:: Stated goal 1 ::
Return everything in the Iceberg CDC page from "Create a streaming" down to "cdc_df.show(truncate=False)", copied word for word.
:: Stated goal 2 ::
Extend the Iceberg Change Data Capture page, starting right after the last line shown.

:: Article ::
----
Change Data Capture (CDC)¶

DRLS supports reading Iceberg CDC (Change Data Capture) feeds and streaming changes to Ray for processing.

Read CDC Stream¶

Create a streaming DataFrame from Iceberg CDC changes:

from drls.iceberg import read_cdc_stream

cdc_df = read_cdc_stream(
    spark,
    "drls.db.users",
    starting_snapshot_id=1234567890,  # Optional: start from specific snapshot
)
cdc_df.show(truncate=False)

Parameters:

Parameter	Type	Default	Description
`spark`	`SparkSession`	—	Active Spark session
`table`	`str`	—	Fully qualified table name
`starting_snapshot_id`	`int \\| None`	`None`	Start reading CDC from this snapshot

The returned DataFrame includes Iceberg CDC metadata columns:

Column	Description
`_change_type`	`insert`, `delete`, `update_before`, `update_after`
`_change_ordinal`	Order of the change within the commit
`_commit_snapshot_id`	Snapshot ID where the change occurred

Stream CDC to Ray¶

Stream CDC changes directly to a Ray Dataset for processing:

from drls.iceberg import cdc_to_ray

ray_ds = cdc_to_ray(
    spark,
    "drls.db.users",
    starting_snapshot_id=1234567890,
)

for row in ray_ds.take(10):
    print(row)

Parameters:

Parameter	Type	Default	Description
`spark`	`SparkSession`	—	Active Spark session
`table`	`str`	—	Fully qualified table name
`starting_snapshot_id`	`int \\| None`	`None`	Start from this snapshot

Returns: ray.data.Dataset with CDC rows.

Example¶

"""CDC (Change Data Capture) pipeline with Iceberg.
----
:: Listed entries ::

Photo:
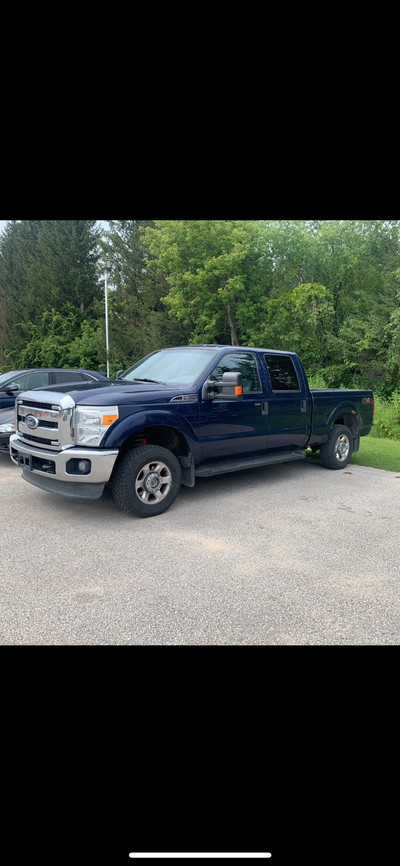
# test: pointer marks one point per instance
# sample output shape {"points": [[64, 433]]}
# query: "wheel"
{"points": [[146, 481], [336, 452]]}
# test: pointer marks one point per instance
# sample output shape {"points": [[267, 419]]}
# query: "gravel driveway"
{"points": [[293, 554]]}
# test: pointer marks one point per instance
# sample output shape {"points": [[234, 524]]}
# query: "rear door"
{"points": [[289, 404]]}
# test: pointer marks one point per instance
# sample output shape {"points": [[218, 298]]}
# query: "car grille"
{"points": [[45, 419]]}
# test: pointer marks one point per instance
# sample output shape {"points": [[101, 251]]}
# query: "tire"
{"points": [[146, 481], [337, 451]]}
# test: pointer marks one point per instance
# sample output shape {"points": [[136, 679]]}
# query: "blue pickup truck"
{"points": [[178, 414]]}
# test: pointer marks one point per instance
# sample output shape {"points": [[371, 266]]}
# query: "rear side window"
{"points": [[66, 376], [37, 380], [282, 373], [239, 362]]}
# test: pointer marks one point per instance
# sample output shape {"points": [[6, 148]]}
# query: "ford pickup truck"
{"points": [[179, 414]]}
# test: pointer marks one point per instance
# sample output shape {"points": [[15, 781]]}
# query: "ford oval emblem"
{"points": [[31, 422]]}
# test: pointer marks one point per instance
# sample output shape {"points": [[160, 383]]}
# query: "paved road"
{"points": [[293, 554]]}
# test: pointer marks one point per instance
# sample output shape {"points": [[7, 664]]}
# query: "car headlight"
{"points": [[92, 422]]}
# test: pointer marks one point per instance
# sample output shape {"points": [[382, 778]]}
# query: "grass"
{"points": [[378, 453]]}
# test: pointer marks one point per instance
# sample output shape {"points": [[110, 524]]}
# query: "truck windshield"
{"points": [[171, 366]]}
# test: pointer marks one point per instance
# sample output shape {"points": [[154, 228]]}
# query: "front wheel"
{"points": [[146, 481], [336, 452]]}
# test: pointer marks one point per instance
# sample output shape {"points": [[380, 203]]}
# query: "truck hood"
{"points": [[116, 391]]}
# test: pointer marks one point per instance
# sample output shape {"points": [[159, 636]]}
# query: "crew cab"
{"points": [[178, 414]]}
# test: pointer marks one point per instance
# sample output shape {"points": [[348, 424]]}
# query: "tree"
{"points": [[215, 270]]}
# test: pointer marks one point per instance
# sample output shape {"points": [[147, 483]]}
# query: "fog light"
{"points": [[78, 467]]}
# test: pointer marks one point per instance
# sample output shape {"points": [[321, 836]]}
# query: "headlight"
{"points": [[92, 422]]}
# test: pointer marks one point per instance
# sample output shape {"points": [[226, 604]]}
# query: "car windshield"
{"points": [[4, 377], [171, 366]]}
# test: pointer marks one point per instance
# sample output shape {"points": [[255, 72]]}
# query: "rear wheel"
{"points": [[336, 452], [146, 481]]}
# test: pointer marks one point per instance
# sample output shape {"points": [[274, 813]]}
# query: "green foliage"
{"points": [[329, 290], [215, 270], [387, 417], [378, 453]]}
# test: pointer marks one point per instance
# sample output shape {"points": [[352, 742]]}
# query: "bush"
{"points": [[387, 417]]}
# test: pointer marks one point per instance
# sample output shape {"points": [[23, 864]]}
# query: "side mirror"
{"points": [[230, 388]]}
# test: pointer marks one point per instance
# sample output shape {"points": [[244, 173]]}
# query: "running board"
{"points": [[239, 463]]}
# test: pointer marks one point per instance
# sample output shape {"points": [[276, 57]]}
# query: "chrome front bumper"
{"points": [[58, 471]]}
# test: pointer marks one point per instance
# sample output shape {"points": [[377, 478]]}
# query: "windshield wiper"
{"points": [[155, 381]]}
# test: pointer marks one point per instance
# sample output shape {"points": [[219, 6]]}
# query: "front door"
{"points": [[230, 428]]}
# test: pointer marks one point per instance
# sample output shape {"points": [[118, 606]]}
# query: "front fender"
{"points": [[123, 429]]}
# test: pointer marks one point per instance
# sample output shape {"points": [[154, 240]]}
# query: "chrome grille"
{"points": [[45, 418]]}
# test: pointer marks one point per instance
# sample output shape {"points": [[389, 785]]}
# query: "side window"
{"points": [[239, 362], [37, 380], [21, 381], [65, 376], [282, 373]]}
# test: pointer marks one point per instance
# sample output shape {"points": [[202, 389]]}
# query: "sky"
{"points": [[3, 224]]}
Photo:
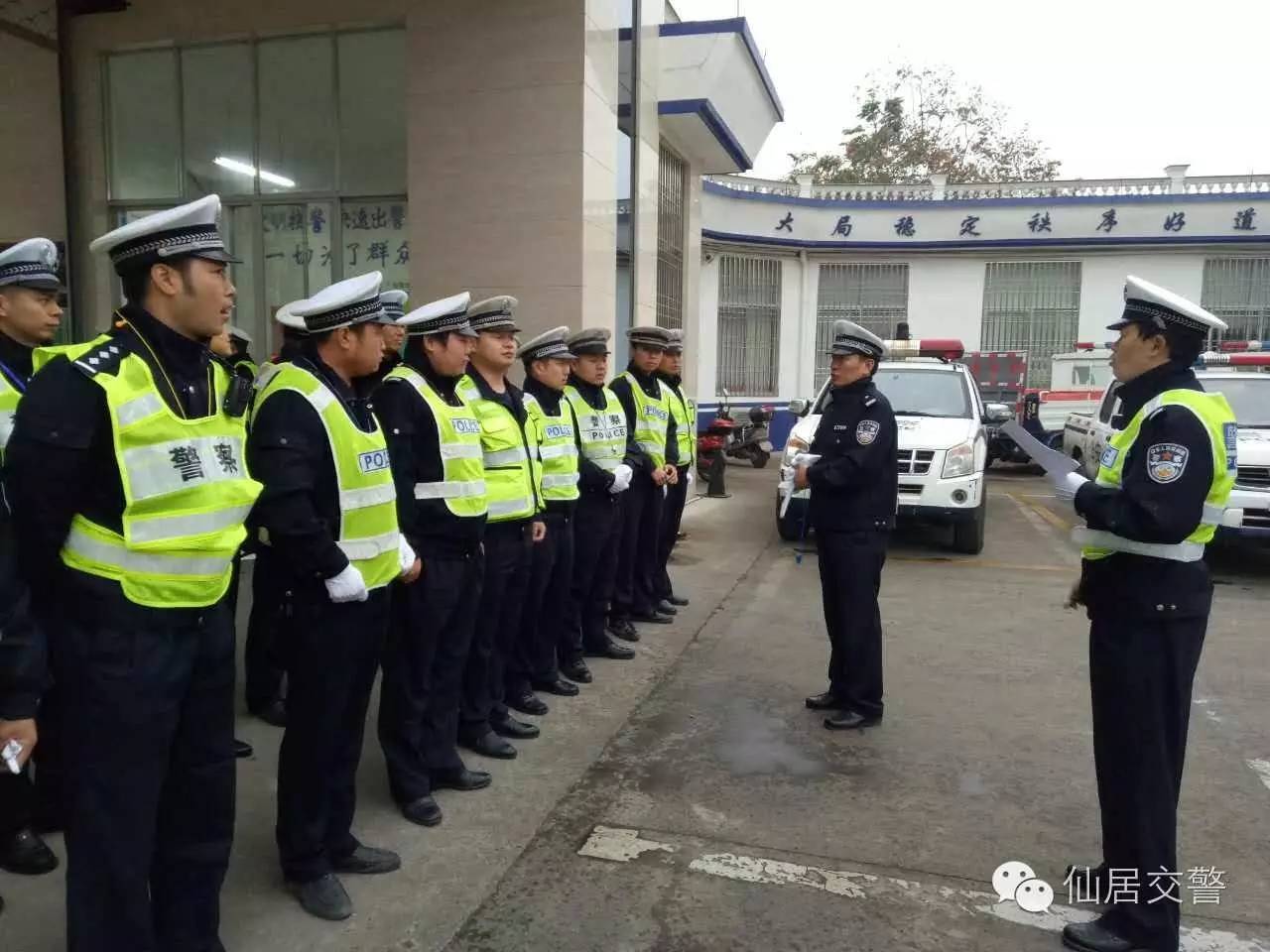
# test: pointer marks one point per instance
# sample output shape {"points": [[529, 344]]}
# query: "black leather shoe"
{"points": [[559, 687], [1097, 937], [423, 811], [529, 703], [651, 619], [26, 853], [619, 653], [273, 712], [849, 720], [461, 779], [828, 701], [624, 630], [490, 746], [515, 729], [324, 897], [367, 861]]}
----
:: Result 1 ::
Create a streaming DataFrame from Iceberg CDC changes:

from drls.iceberg import read_cdc_stream

cdc_df = read_cdc_stream(
    spark,
    "drls.db.users",
    starting_snapshot_id=1234567890,  # Optional: start from specific snapshot
)
cdc_df.show(truncate=False)

:: Result 2 ::
Demonstrates:
1. Creating a table and inserting data
2. Making changes (inserts, updates, deletes)
3. Reading the CDC feed
4. Streaming CDC to Ray for processing

Run:
    pip install drls
    python examples/cdc_pipeline.py
"""
import ray
import drls
from drls.iceberg import read_cdc_stream, cdc_to_ray

ray.init()

spark = drls.init_spark(
    app_name="cdc-pipeline",
    num_executors=2,
    executor_cores=1,
    executor_memory="512M",
    iceberg_catalog="hadoop",
    iceberg_warehouse="/tmp/drls-warehouse",
)

# Create a table
spark.sql("CREATE DATABASE IF NOT EXISTS drls.cdc_demo")
spark.sql("DROP TABLE IF EXISTS drls.cdc_demo.users")
spark.sql("""
    CREATE TABLE drls.cdc_demo.users (
        id BIGINT,
        name STRING,
        email STRING
    ) USING iceberg
    TBLPROPERTIES (
        'write.wap.enabled' = 'true'
    )
""")

# Insert initial data
spark.sql("""
    INSERT INTO drls.cdc_demo.users VALUES
    (1, 'Alice', 'alice@example.com'),
    (2, 'Bob', 'bob@example.com'),
    (3, 'Charlie', 'charlie@example.com')
""")
print("Inserted 3 users")

# Get the first snapshot id for CDC baseline
from drls.iceberg import history
snapshots = history(spark, "drls.cdc_demo.users")
first_snapshot = snapshots["snapshots"][0]["snapshot_id"]
print(f"First snapshot: {first_snapshot}")

# Make changes
spark.sql("""
    INSERT INTO drls.cdc_demo.users VALUES
    (4, 'Diana', 'diana@example.com')
""")
spark.sql("""
    DELETE FROM drls.cdc_demo.users WHERE id = 2
""")
print("Applied changes: +1 insert, -1 delete")

# Read CDC changes since the first snapshot
print("\nCDC changes:")
cdc_df = read_cdc_stream(spark, "drls.cdc_demo.users",
                         starting_snapshot_id=first_snapshot)
cdc_df.show(truncate=False)

# Stream CDC to Ray for processing
print("Streaming CDC to Ray...")
ray_ds = cdc_to_ray(spark, "drls.cdc_demo.users",
                    starting_snapshot_id=first_snapshot)
for row in ray_ds.take(10):
    print(f"  {row}")

# Cleanup
drls.stop_spark()
ray.shutdown()
print("\nCDC pipeline demo complete!")

Table Properties¶

To enable CDC on an Iceberg table, set the WAP (Write-Audit-Publish) property:

CREATE TABLE drls.db.users (
    id BIGINT,
    name STRING,
    email STRING
) USING iceberg
TBLPROPERTIES (
    'write.wap.enabled' = 'true'
)